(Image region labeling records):
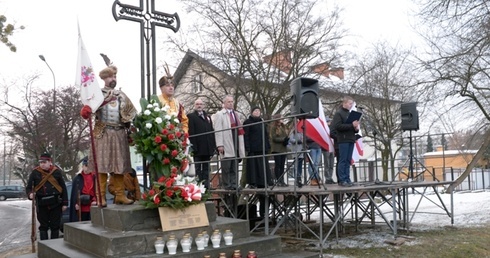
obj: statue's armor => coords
[100,98,123,127]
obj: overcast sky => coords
[0,0,418,110]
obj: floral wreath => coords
[131,95,209,209]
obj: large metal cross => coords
[112,0,180,99]
[112,0,180,189]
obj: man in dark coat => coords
[187,99,216,189]
[332,96,359,186]
[70,157,97,222]
[26,153,68,240]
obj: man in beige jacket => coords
[213,95,245,190]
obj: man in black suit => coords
[187,98,216,189]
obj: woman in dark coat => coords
[70,159,96,222]
[243,107,271,188]
[243,107,272,217]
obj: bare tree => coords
[350,42,425,180]
[420,0,490,192]
[173,0,344,118]
[0,81,88,180]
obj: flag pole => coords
[88,117,102,208]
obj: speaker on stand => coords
[291,77,320,119]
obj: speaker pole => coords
[408,130,413,180]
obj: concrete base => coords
[33,202,318,258]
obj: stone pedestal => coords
[38,202,281,258]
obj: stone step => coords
[37,238,97,258]
[37,236,284,258]
[64,217,250,257]
[90,202,217,231]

(TASK PROMPT):
Rewrite the records above with every "dark coat" changed to "navy coat" and all other lines left exactly the same. Leave the pictures out.

(TASK ANSWER):
obj: statue's armor => coords
[100,98,123,127]
obj: overcast sky => coords
[0,0,418,110]
obj: floral wreath => coords
[131,95,209,209]
obj: large metal cross => coords
[112,0,180,99]
[112,0,180,189]
obj: man in navy coat => coords
[187,99,216,189]
[332,96,359,186]
[70,157,97,222]
[26,153,68,240]
obj: man in beige jacket => coords
[213,95,245,190]
obj: man in black suit => coords
[187,98,216,189]
obj: woman in navy coat => coords
[70,159,96,222]
[243,107,271,188]
[243,107,272,217]
obj: bare tree => coords
[350,42,425,180]
[420,0,490,192]
[173,0,344,118]
[0,81,88,180]
obj: flag pole => coords
[88,117,102,208]
obj: speaker on stand => coords
[291,77,320,119]
obj: speaker pole => coords
[408,130,413,180]
obj: concrete base => coords
[33,202,318,258]
obj: stone pedestal => coords
[38,202,281,258]
obj: stone step => coords
[37,238,97,258]
[37,236,284,258]
[64,217,250,257]
[90,202,217,231]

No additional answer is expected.